[[ DATA RECORDS open ]]

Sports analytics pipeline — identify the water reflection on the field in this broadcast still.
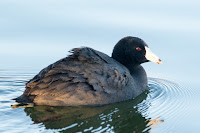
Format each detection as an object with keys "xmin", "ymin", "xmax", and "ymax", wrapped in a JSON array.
[{"xmin": 23, "ymin": 91, "xmax": 161, "ymax": 132}]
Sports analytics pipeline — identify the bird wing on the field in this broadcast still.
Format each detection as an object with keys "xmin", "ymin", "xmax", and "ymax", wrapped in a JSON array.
[{"xmin": 18, "ymin": 47, "xmax": 131, "ymax": 105}]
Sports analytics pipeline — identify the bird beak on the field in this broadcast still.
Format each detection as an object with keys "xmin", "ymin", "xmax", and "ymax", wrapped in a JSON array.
[{"xmin": 145, "ymin": 46, "xmax": 162, "ymax": 64}]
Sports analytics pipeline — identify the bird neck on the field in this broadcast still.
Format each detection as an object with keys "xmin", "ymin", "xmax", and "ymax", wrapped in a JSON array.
[
  {"xmin": 125, "ymin": 63, "xmax": 143, "ymax": 75},
  {"xmin": 126, "ymin": 63, "xmax": 147, "ymax": 86}
]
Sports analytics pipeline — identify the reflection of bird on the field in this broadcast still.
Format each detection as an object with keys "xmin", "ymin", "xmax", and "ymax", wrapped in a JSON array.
[
  {"xmin": 13, "ymin": 37, "xmax": 162, "ymax": 106},
  {"xmin": 145, "ymin": 117, "xmax": 164, "ymax": 131},
  {"xmin": 23, "ymin": 92, "xmax": 150, "ymax": 132}
]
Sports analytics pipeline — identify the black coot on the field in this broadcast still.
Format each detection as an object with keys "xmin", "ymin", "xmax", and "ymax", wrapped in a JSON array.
[{"xmin": 13, "ymin": 37, "xmax": 162, "ymax": 106}]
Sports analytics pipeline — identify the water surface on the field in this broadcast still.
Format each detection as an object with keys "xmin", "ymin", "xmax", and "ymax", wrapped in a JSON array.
[{"xmin": 0, "ymin": 69, "xmax": 199, "ymax": 133}]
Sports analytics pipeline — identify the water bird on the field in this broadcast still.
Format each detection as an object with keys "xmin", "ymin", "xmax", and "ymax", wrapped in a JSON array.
[{"xmin": 13, "ymin": 37, "xmax": 162, "ymax": 106}]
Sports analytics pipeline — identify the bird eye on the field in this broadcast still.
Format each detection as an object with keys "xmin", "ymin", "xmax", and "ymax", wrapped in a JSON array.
[{"xmin": 136, "ymin": 47, "xmax": 142, "ymax": 51}]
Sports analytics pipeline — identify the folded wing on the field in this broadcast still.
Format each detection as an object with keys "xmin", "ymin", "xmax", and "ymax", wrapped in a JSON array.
[{"xmin": 15, "ymin": 47, "xmax": 131, "ymax": 106}]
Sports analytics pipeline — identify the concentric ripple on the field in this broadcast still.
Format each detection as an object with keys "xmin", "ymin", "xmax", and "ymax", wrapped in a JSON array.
[{"xmin": 138, "ymin": 77, "xmax": 198, "ymax": 132}]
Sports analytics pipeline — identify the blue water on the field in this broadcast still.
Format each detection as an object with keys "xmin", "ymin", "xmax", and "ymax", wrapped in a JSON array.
[{"xmin": 0, "ymin": 0, "xmax": 200, "ymax": 132}]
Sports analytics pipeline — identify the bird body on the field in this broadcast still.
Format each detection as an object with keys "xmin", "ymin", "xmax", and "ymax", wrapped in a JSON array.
[{"xmin": 14, "ymin": 37, "xmax": 161, "ymax": 106}]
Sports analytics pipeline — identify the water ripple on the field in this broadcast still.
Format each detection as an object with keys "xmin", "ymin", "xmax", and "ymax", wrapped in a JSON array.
[{"xmin": 140, "ymin": 77, "xmax": 198, "ymax": 132}]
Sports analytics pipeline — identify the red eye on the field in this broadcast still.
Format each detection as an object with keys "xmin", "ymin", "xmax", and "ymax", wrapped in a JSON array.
[{"xmin": 136, "ymin": 47, "xmax": 141, "ymax": 51}]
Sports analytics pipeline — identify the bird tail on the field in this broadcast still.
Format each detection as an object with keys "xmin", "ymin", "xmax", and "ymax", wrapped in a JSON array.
[{"xmin": 11, "ymin": 95, "xmax": 35, "ymax": 108}]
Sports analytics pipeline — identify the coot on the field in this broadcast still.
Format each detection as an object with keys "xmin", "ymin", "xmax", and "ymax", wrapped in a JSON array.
[{"xmin": 13, "ymin": 37, "xmax": 162, "ymax": 106}]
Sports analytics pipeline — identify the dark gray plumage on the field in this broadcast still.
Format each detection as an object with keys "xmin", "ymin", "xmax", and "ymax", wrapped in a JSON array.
[{"xmin": 14, "ymin": 37, "xmax": 162, "ymax": 106}]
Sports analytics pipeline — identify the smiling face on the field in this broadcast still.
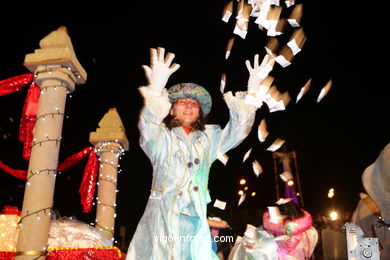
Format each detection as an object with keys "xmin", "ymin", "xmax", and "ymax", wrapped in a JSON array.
[{"xmin": 170, "ymin": 98, "xmax": 200, "ymax": 126}]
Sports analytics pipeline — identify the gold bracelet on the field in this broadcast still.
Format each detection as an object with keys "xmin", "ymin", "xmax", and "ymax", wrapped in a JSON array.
[{"xmin": 15, "ymin": 250, "xmax": 47, "ymax": 256}]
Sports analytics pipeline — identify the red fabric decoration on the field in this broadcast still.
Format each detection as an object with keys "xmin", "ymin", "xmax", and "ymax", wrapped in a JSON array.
[
  {"xmin": 19, "ymin": 81, "xmax": 40, "ymax": 160},
  {"xmin": 0, "ymin": 247, "xmax": 122, "ymax": 260},
  {"xmin": 57, "ymin": 146, "xmax": 99, "ymax": 212},
  {"xmin": 0, "ymin": 160, "xmax": 27, "ymax": 179},
  {"xmin": 0, "ymin": 73, "xmax": 34, "ymax": 96},
  {"xmin": 46, "ymin": 248, "xmax": 121, "ymax": 260},
  {"xmin": 79, "ymin": 150, "xmax": 99, "ymax": 213},
  {"xmin": 58, "ymin": 147, "xmax": 94, "ymax": 172},
  {"xmin": 2, "ymin": 205, "xmax": 21, "ymax": 216},
  {"xmin": 0, "ymin": 146, "xmax": 99, "ymax": 213},
  {"xmin": 0, "ymin": 251, "xmax": 14, "ymax": 260}
]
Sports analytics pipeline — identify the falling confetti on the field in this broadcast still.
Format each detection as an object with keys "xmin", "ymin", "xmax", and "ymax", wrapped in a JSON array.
[
  {"xmin": 217, "ymin": 152, "xmax": 229, "ymax": 165},
  {"xmin": 296, "ymin": 78, "xmax": 312, "ymax": 103},
  {"xmin": 222, "ymin": 1, "xmax": 234, "ymax": 23},
  {"xmin": 220, "ymin": 73, "xmax": 227, "ymax": 94},
  {"xmin": 252, "ymin": 159, "xmax": 263, "ymax": 177},
  {"xmin": 243, "ymin": 147, "xmax": 253, "ymax": 162},
  {"xmin": 225, "ymin": 37, "xmax": 235, "ymax": 59},
  {"xmin": 238, "ymin": 192, "xmax": 246, "ymax": 206},
  {"xmin": 287, "ymin": 3, "xmax": 303, "ymax": 27},
  {"xmin": 279, "ymin": 171, "xmax": 293, "ymax": 182},
  {"xmin": 213, "ymin": 199, "xmax": 227, "ymax": 210},
  {"xmin": 258, "ymin": 119, "xmax": 269, "ymax": 142},
  {"xmin": 234, "ymin": 0, "xmax": 252, "ymax": 39},
  {"xmin": 317, "ymin": 79, "xmax": 333, "ymax": 103},
  {"xmin": 267, "ymin": 138, "xmax": 285, "ymax": 152}
]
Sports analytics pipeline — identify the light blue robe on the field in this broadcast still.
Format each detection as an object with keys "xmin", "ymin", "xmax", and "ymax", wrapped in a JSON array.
[{"xmin": 127, "ymin": 89, "xmax": 256, "ymax": 260}]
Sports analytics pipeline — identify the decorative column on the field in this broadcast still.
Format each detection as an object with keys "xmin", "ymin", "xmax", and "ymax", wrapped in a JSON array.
[
  {"xmin": 89, "ymin": 108, "xmax": 129, "ymax": 243},
  {"xmin": 15, "ymin": 26, "xmax": 87, "ymax": 259}
]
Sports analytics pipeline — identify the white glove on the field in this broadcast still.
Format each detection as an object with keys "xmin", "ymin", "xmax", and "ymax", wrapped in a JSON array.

[[ DATA RECORDS closed ]]

AIM OF THE TASK =>
One number only, please: the count of lines in the material holding the word "reflection".

EXERCISE RESULT =>
2